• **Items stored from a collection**
>>>

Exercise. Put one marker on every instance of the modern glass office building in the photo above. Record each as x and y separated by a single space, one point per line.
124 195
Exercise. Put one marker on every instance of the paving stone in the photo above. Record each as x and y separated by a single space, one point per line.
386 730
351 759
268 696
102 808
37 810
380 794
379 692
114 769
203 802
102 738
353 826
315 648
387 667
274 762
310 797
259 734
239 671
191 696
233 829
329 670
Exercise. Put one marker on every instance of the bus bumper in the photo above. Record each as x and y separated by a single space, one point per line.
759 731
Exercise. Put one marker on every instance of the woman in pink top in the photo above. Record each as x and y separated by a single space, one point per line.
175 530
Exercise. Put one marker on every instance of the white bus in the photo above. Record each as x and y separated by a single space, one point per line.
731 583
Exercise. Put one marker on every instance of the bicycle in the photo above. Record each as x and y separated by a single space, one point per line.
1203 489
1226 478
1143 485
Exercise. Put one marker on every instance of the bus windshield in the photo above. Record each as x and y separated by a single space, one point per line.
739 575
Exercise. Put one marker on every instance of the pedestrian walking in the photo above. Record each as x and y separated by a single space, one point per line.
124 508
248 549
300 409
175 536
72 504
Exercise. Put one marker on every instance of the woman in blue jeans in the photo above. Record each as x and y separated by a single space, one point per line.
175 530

<<<

• **OBJECTIVE**
Convert every line of the items above into a Markdown table with the columns Row and Line, numbering the rows in order and omitting blank lines.

• **THE OUTPUT**
| Row | Line |
|---|---|
| 1 | Exercise. Put one marker on every instance of the modern glass office building in the photo above. Record each as x and y separated by a single space, one point per line. |
| 2 | 124 195 |
| 3 | Exercise. Put one marker on every instance of the paving stone in the photo above. Record each as x and y separated by a single space, one point per line. |
| 4 | 386 730 |
| 5 | 351 759 |
| 6 | 268 696 |
| 7 | 102 808 |
| 8 | 37 810 |
| 9 | 380 794 |
| 10 | 379 692 |
| 11 | 114 769 |
| 12 | 203 802 |
| 13 | 102 738 |
| 14 | 353 826 |
| 15 | 315 648 |
| 16 | 387 667 |
| 17 | 274 762 |
| 18 | 310 797 |
| 19 | 259 734 |
| 20 | 239 671 |
| 21 | 191 696 |
| 22 | 233 829 |
| 23 | 329 670 |
| 24 | Exercise. Put one marker on every instance of the bus bumper in the photo above. Record each as x and y separated by a single space, one point per line. |
| 25 | 759 731 |
| 26 | Exercise. Put one marker on every instance of the woman in pink top in the photo above. Record each as x and y separated by a single space, one point per line. |
| 27 | 175 530 |
| 28 | Exercise. Put one marker on every instance of the white bus in the photo above. Record each as x and y separated by a single space, one point per line. |
| 29 | 731 583 |
| 30 | Exercise. Put one marker on every instance of the bicycle in the photo above. Record each as x and y separated by a single space, one point per line. |
| 31 | 1203 489 |
| 32 | 1226 478 |
| 33 | 1143 485 |
| 34 | Exercise. Put one marker on every instance of the bus windshield in the photo above. Record each as x and y separated by a single space, one point per line. |
| 35 | 739 575 |
| 36 | Exercise. Put one marker on every instance of the pedestrian walking in the photo above. Record each as x and y separated by a single space, one point per line. |
| 37 | 124 508 |
| 38 | 248 549 |
| 39 | 300 409 |
| 40 | 175 536 |
| 41 | 72 504 |
| 42 | Exercise. Put one marker on every instance of the woman in blue jeans in the photo above. Record each as x and y separated by a single space, one point per line. |
| 43 | 175 530 |